*Problems to work on:*
**a)** Edit the passage on the Doñana ponds between "The Doñana pond" and "low pond density.", inclusive, giving that stretch again with "zacallones" changed to "dug ponds".
**b)** In the passage on the Doñana ponds, how many ponds did Gómez-Rodriguez et al. identify in the park's sandy area in 2004?

(Beginning of Excerpted passage)

The Doñana pond network was described in detail by Gómez-Rodriguez et al. (2011), who identified 2867 ponds in the park’s sandy area in 2004. There were 2-3 large ponds considered permanent or semipermanent as well as around 15-20 intermittent streams that formed permanent ponds along the marsh’s border, and approximately 200 zacallones. The remaining ponds (∼2600 ponds) were temporary and tended to be small (more than 1150 ponds of less than 50 m2). Most ponds were located at the park’s centre, notably in the ecotone between the moving and stabilized dunes. This zone separates the northern area, with high pond density, from the southern area, with low pond density.
The local climate is Mediterranean with an Atlantic influence, characterized by mild winters and warm summers. From 1978-1979 to 2021-2022, mean annual rainfall was 530 mm during the hydrological cycle (September to August). That said, rainfall quantity and timing varied substantially among years, resulting in alternating highly wet and highly dry hydrological cycles (
Amphibian survey
In this study, we characterized the distributions of Doñana’s 11 amphibian species, which were last surveyed in the spring of 2002 and 2003 (hereafter, 2002-2003 survey period; see Díaz-Paniagua et al., 2006). The survey described herein was conducted in the spring of 2021 and 2022 (hereafter, 2021-2022 survey period), after 10 years of low rainfall.

(End of Excerpted passage)
(Beginning of Record extracts)

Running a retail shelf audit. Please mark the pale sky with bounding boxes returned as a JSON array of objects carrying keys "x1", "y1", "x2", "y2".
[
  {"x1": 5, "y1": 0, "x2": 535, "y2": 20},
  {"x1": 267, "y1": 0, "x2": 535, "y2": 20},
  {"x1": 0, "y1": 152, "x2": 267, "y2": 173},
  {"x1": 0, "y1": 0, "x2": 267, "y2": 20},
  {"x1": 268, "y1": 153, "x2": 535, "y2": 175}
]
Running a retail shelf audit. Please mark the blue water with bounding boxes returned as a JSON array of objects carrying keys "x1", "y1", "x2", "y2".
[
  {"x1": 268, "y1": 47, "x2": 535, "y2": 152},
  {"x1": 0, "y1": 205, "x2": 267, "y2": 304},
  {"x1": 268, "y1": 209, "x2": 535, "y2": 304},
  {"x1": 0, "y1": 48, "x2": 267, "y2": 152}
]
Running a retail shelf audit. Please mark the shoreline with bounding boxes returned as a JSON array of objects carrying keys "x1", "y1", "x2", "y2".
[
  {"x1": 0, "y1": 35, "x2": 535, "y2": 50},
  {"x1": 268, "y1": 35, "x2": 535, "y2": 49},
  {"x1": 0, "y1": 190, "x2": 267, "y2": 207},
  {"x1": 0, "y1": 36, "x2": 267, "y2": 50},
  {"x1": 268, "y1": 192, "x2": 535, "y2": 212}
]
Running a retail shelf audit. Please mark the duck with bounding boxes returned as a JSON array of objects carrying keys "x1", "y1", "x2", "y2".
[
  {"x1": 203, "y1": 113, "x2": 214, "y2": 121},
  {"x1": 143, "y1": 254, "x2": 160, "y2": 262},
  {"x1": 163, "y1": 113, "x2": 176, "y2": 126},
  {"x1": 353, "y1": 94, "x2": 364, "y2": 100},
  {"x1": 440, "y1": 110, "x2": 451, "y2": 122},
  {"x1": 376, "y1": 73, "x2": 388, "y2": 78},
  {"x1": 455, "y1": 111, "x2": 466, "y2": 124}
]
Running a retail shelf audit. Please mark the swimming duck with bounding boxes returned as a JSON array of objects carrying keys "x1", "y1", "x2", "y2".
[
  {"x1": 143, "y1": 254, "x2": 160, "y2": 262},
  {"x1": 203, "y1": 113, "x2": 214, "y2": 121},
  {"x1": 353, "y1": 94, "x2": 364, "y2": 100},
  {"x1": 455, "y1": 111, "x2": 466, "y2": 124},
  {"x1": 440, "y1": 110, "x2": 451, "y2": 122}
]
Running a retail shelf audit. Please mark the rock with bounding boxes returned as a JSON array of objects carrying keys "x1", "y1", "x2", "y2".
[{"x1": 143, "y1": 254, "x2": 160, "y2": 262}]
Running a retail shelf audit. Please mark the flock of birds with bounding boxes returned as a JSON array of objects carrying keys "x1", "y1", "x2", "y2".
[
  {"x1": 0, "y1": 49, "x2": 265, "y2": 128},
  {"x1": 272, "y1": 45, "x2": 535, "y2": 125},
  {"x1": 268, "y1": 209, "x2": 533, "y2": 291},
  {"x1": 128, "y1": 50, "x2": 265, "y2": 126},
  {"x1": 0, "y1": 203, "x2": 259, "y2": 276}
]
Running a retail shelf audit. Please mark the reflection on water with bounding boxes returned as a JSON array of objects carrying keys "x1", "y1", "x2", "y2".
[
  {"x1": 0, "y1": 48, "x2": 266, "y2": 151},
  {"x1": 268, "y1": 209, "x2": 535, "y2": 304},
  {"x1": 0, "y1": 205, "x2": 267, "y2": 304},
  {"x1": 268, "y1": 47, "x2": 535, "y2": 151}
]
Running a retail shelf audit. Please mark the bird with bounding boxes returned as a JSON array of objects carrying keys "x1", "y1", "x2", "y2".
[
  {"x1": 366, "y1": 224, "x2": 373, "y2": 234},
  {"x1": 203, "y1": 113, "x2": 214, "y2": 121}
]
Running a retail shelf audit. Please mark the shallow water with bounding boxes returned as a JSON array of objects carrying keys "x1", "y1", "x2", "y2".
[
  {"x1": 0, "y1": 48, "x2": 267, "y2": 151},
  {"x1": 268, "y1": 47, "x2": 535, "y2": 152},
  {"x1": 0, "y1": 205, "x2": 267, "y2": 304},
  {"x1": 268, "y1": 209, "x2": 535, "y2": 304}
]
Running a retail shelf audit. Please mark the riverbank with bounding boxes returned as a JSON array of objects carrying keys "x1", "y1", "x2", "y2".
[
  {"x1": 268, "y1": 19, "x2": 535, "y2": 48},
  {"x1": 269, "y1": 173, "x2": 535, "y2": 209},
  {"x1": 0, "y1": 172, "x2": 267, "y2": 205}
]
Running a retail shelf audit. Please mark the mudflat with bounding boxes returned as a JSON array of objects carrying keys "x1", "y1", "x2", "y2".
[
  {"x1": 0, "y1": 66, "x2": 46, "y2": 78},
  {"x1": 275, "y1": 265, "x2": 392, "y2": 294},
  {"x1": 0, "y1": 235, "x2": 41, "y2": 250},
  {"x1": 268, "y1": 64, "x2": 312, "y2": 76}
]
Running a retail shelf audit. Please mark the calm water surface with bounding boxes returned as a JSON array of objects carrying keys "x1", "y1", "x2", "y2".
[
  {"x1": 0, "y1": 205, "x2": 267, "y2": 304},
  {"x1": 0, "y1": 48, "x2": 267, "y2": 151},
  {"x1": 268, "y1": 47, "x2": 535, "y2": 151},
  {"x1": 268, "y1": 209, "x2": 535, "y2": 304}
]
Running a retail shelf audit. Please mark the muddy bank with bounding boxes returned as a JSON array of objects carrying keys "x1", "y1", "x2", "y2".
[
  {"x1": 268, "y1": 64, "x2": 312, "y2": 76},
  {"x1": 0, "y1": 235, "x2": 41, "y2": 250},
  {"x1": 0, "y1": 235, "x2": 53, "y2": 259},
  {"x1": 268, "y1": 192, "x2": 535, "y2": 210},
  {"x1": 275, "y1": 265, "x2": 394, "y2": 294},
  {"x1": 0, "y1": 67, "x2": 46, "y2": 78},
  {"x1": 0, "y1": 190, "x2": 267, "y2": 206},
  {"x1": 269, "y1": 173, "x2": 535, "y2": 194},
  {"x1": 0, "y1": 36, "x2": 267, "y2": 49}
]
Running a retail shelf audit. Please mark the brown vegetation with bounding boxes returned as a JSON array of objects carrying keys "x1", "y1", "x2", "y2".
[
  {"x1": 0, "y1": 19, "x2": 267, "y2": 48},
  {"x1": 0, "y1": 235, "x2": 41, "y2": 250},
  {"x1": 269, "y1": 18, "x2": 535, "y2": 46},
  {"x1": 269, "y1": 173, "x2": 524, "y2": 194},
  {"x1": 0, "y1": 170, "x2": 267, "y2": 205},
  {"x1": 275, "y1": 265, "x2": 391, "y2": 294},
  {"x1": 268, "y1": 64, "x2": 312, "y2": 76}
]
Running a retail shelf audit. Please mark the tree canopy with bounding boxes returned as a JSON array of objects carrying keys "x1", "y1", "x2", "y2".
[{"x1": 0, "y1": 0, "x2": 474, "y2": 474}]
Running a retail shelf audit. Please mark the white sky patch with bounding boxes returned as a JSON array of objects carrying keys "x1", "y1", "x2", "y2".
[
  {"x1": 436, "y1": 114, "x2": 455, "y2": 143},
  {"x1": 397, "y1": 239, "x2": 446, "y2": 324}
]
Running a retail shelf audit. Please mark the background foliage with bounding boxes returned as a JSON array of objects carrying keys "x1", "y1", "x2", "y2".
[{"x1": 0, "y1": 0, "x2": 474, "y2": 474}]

(End of Record extracts)

*Exercise answers:*
**a)**
The Doñana pond network was described in detail by Gómez-Rodriguez et al. (2011), who identified 2867 ponds in the park’s sandy area in 2004. There were 2-3 large ponds considered permanent or semipermanent as well as around 15-20 intermittent streams that formed permanent ponds along the marsh’s border, and approximately 200 dug ponds. The remaining ponds (∼2600 ponds) were temporary and tended to be small (more than 1150 ponds of less than 50 m2). Most ponds were located at the park’s centre, notably in the ecotone between the moving and stabilized dunes. This zone separates the northern area, with high pond density, from the southern area, with low pond density.

**b)** They identified 2867 ponds.